• **Text**:
We have been gathering more and more data on the organizations in the Hall Hoag Collection throughout the year and it is starting to show some results. We have locations for over 1700 organizations in the collection and you can see them mapped out by clicking the image below. While exploring the map click on any of the dots to learn more about the organizations. Included are hyperlinks to bio pages, start dates, end dates and categories.
Category: Archival Processing (Page 2 of 2)
It has been 1 year since I started as the Project Director for the Hall-Hoag grant and we have been able to accomplish a lot over the first year. It has been a very fun and exciting journey so far and I am looking forward to the next two years. Here are some of the year one accomplishments:
Processing: ~60 new boxes were created from unprocessed material. This concluded the work on unprocessed material.
Collation: ~1100 boxes of material were collated. . When first processed materials were arranged alphabetically within each box, but materials from each organization remained scattered across multiple boxes (for example, materials related to the National States’ Rights Party are currently in boxes 2C, 3C, 4B, 7B, 12B, 18B, 21B, 23B, 26B, 29B, etc.). The goal for the collation process is to correlate all materials from an organization, then alphabetize the entirety of Part II so that, for example, the first box begins with “A Call to Resist” and the last box ends with “Zygon”. This is a critical step in processing the collection as it will eliminate the need for researchers to search for an organization in multiple boxes and will improve the ability of staff to guide researchers in use of the collection.
Research: 1647 organizations have been researched by student assistants. They found a variety of information on the organizations including: locations, exist dates, biographical histories, related archival collections, organization members and variant forms of the organization names.
Outreach: Announcements about the grant have been published on listservs and in printed newsletters. A blog has been created and updated at least once a week outlining the work done on this project and a presentation was giving at the DH:The Next Generation conference.

• **What this exercise asks**:
a: According to the project update, how many organizations have student assistants researched?
b: How many lines in the records contain the string "jacket"? Case counts; reply with the number only.

• **Input rows**:
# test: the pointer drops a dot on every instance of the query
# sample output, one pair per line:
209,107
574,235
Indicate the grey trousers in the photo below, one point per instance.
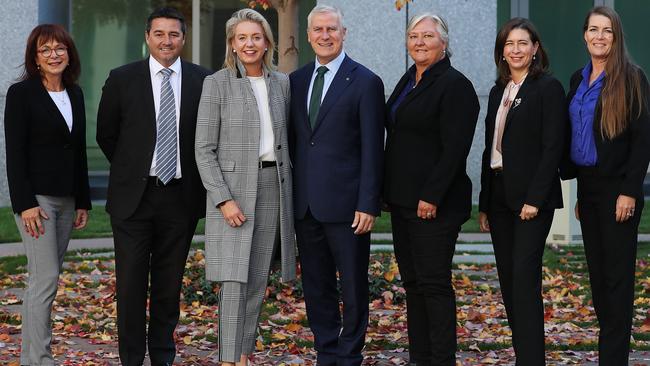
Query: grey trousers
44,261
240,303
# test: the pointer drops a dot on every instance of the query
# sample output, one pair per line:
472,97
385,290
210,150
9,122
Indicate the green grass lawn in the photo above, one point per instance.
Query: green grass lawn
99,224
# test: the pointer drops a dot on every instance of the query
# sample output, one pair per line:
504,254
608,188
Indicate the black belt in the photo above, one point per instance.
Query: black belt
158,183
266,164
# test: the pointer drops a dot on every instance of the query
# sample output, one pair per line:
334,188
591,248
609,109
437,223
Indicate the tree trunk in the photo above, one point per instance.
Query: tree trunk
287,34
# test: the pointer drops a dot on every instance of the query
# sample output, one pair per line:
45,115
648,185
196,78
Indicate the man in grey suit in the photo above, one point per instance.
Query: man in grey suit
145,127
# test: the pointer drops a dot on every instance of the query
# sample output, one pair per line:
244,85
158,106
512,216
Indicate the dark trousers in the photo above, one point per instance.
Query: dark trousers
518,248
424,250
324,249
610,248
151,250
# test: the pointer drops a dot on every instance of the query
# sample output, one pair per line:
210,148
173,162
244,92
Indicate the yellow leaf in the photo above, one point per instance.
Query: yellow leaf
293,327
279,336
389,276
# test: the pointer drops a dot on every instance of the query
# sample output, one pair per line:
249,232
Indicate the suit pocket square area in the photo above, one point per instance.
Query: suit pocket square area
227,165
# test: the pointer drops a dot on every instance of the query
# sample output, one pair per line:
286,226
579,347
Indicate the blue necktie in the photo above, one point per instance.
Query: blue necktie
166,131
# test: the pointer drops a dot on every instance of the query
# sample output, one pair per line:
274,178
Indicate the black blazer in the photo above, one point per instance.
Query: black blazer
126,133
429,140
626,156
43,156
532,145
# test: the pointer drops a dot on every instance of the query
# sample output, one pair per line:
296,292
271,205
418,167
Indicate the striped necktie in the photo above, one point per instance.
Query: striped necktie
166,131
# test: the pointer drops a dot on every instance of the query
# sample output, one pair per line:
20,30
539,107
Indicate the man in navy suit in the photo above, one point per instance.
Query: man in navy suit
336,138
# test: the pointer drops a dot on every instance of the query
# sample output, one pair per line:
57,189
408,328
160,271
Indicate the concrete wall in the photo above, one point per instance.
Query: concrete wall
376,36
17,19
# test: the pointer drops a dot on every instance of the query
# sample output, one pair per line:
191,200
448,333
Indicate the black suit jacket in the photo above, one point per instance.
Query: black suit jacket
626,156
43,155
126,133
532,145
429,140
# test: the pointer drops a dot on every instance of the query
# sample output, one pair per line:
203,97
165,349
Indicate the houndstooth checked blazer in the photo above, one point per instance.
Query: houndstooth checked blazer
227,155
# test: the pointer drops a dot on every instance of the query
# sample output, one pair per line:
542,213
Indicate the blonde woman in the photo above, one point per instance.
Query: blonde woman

* * *

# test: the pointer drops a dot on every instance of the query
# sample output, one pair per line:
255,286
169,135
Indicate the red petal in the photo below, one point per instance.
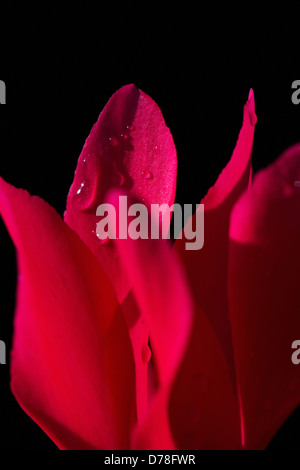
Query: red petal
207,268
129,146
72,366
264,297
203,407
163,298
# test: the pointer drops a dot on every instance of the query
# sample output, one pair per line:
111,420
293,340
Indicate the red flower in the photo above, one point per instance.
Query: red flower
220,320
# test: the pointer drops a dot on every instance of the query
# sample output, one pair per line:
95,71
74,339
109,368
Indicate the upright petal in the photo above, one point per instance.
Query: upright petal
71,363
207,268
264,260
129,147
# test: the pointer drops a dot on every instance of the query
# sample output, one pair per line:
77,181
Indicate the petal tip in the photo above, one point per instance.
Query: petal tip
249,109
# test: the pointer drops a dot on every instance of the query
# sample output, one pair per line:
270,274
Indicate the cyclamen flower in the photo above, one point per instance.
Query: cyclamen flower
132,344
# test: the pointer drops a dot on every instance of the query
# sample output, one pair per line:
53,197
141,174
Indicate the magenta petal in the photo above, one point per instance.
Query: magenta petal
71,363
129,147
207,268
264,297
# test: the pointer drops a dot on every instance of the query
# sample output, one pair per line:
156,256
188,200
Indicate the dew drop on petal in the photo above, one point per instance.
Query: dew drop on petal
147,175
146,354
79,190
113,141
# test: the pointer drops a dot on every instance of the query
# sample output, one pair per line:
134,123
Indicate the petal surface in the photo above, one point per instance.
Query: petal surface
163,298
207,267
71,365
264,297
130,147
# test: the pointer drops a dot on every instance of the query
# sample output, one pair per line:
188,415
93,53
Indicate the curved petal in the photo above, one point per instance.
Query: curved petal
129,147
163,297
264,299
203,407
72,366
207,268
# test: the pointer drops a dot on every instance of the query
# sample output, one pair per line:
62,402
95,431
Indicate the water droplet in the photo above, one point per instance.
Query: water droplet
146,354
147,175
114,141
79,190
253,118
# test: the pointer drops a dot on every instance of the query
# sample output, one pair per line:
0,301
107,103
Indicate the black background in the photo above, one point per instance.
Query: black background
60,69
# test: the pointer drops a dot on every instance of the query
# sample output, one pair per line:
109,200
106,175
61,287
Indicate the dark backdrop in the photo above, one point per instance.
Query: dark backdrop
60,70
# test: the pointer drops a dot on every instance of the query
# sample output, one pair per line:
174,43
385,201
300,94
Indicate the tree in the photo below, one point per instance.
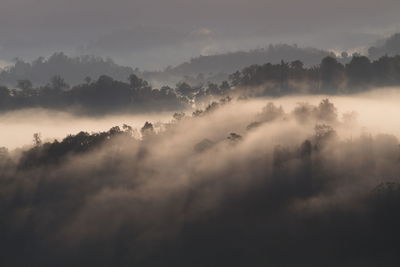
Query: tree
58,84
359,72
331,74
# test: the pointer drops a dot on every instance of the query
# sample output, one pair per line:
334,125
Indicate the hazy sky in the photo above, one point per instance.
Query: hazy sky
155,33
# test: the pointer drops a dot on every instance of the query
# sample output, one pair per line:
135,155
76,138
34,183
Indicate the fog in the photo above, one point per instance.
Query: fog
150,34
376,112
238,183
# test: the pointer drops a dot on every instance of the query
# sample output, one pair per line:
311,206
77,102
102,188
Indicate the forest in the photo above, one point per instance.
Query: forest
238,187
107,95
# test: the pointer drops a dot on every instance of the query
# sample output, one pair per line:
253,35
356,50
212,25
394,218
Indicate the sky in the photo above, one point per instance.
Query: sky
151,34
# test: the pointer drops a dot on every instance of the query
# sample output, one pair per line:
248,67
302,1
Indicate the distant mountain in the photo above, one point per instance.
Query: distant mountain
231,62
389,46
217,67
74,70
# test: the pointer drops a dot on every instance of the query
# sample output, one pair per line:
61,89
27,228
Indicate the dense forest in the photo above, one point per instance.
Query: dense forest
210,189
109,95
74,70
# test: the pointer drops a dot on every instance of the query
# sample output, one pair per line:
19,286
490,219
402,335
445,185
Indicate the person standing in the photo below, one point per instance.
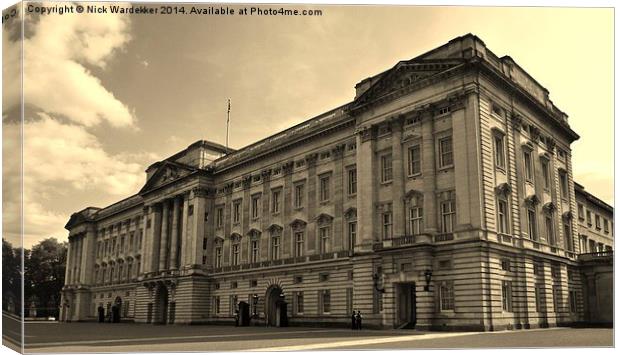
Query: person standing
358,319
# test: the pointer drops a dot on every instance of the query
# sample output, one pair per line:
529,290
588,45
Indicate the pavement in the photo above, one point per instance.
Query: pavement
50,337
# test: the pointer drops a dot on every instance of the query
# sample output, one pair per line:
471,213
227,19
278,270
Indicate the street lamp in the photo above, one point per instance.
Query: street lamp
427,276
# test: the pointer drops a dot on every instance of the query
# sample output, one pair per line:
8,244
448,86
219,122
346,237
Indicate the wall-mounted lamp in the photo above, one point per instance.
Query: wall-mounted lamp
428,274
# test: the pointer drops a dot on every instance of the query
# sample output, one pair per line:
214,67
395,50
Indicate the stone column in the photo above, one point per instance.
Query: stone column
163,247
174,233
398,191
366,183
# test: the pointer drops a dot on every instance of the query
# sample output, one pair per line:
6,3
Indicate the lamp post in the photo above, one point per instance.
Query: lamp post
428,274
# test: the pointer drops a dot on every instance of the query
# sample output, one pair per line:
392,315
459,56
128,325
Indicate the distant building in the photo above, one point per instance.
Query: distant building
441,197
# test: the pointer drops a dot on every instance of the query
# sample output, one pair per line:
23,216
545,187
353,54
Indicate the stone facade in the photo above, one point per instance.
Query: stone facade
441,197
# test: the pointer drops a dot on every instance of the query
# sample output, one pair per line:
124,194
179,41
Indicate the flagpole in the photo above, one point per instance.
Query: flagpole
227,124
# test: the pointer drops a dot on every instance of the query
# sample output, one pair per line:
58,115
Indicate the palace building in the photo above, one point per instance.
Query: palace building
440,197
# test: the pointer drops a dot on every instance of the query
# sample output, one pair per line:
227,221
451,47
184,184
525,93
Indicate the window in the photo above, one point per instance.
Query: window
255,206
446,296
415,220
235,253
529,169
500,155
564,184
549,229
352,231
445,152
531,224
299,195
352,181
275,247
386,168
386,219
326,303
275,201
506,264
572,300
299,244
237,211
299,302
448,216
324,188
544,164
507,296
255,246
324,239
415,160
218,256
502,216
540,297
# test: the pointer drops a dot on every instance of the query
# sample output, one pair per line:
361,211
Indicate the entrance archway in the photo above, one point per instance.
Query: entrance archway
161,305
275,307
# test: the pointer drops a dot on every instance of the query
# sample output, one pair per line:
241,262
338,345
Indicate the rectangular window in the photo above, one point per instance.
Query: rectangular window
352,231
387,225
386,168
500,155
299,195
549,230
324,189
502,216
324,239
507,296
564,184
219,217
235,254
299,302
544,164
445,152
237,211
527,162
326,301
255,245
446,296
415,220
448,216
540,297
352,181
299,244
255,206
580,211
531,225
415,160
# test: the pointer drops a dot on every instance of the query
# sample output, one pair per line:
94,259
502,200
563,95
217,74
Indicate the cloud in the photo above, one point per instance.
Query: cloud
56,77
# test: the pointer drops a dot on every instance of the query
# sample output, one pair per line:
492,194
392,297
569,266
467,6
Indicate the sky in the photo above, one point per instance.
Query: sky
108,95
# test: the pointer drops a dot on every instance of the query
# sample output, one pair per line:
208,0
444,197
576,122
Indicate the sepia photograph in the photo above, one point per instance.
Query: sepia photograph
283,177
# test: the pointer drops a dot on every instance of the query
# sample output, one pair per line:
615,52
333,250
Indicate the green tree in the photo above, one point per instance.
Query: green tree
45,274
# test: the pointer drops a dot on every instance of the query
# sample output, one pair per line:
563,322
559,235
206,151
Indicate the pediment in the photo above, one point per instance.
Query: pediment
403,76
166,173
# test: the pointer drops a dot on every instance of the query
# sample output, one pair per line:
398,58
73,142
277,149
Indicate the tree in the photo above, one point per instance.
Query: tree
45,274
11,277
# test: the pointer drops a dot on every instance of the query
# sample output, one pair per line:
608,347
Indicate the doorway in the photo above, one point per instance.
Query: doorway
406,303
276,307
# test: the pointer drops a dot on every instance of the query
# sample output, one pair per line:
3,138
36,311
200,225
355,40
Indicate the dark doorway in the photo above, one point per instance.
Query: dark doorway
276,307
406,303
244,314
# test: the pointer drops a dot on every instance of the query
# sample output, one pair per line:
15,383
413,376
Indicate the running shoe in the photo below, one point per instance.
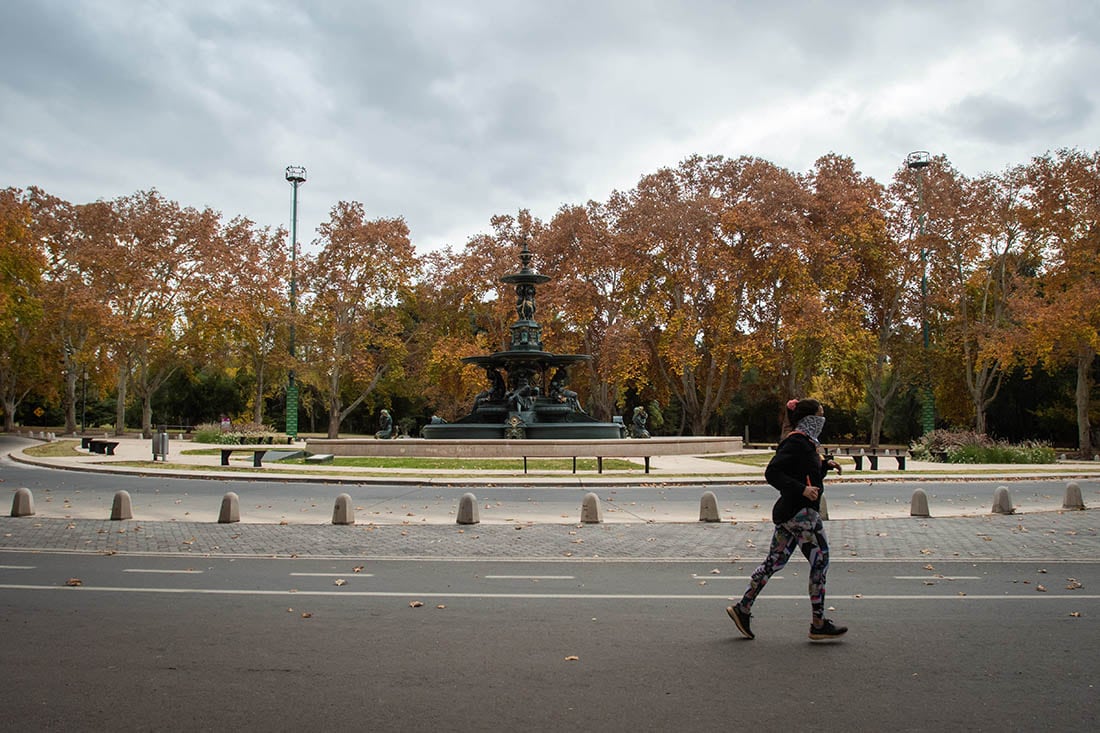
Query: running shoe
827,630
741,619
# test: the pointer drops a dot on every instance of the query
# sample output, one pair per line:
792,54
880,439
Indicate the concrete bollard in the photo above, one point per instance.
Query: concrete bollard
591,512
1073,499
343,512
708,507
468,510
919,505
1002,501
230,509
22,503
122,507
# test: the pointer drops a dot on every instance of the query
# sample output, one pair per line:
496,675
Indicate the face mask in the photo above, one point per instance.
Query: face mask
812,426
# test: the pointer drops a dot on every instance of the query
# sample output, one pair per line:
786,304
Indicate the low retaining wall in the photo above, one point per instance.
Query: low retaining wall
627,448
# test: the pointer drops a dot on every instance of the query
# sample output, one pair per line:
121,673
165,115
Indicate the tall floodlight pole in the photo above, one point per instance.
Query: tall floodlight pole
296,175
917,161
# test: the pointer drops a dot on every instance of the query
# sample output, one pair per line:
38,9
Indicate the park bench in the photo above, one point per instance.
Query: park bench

--

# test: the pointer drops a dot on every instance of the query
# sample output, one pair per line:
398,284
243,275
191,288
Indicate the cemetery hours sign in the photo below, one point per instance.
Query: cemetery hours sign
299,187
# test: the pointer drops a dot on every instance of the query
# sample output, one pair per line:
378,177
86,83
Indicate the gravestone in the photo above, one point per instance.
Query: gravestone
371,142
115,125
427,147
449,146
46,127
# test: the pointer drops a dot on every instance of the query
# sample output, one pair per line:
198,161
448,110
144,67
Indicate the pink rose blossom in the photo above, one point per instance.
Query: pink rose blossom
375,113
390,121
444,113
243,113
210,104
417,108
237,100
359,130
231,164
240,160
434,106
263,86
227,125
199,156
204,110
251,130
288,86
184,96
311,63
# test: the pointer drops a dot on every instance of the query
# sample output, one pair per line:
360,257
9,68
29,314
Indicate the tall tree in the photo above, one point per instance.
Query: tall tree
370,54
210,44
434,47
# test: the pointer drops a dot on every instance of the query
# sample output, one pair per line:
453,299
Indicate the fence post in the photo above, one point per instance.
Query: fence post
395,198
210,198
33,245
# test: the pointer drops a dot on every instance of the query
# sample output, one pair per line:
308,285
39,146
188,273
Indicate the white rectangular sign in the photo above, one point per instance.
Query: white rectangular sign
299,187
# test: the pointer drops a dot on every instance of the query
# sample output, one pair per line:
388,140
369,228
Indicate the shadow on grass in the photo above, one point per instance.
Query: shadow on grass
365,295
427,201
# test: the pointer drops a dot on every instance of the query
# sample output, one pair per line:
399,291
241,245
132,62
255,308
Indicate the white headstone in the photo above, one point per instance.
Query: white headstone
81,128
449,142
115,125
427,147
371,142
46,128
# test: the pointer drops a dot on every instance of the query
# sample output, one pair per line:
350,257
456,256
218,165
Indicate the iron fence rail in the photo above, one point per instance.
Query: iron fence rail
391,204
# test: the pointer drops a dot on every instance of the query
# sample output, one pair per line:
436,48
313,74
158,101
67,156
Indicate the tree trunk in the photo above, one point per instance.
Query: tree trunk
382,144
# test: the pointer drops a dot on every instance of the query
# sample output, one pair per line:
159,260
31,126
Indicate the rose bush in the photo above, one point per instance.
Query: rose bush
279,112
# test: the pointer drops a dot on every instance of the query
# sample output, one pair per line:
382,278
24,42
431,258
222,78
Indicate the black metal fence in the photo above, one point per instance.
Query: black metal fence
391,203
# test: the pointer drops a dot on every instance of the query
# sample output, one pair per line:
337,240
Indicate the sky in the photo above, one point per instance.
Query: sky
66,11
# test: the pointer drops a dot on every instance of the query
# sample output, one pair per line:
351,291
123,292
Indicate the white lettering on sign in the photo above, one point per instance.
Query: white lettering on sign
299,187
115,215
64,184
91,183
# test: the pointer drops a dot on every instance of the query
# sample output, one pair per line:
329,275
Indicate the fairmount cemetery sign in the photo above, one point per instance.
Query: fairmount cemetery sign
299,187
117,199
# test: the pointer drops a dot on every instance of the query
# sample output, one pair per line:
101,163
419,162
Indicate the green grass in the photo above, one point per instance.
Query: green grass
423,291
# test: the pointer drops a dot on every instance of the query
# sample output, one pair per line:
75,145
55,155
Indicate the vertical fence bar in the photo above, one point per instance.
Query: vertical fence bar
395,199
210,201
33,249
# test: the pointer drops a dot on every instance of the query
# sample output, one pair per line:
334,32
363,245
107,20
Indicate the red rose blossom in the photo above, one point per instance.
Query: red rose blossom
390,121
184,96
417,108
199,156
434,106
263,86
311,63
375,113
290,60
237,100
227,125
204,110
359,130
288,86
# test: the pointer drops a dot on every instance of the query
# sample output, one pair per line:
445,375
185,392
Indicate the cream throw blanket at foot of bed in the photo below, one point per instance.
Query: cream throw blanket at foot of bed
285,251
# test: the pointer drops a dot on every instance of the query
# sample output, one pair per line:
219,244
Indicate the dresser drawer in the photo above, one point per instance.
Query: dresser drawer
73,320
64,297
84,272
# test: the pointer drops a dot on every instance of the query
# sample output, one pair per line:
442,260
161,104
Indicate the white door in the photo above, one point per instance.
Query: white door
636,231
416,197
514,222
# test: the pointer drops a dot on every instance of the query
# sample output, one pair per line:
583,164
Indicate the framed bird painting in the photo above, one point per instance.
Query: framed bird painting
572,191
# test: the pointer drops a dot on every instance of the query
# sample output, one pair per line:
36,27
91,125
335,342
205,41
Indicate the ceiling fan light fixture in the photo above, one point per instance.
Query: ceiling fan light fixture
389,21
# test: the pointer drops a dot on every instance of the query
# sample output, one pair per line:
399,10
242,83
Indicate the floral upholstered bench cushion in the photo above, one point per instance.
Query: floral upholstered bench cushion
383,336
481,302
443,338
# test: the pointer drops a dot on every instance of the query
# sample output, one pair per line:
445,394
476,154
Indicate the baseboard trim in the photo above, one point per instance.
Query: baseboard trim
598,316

• **Task-by-task answers**:
a: 1647 organizations.

b: 2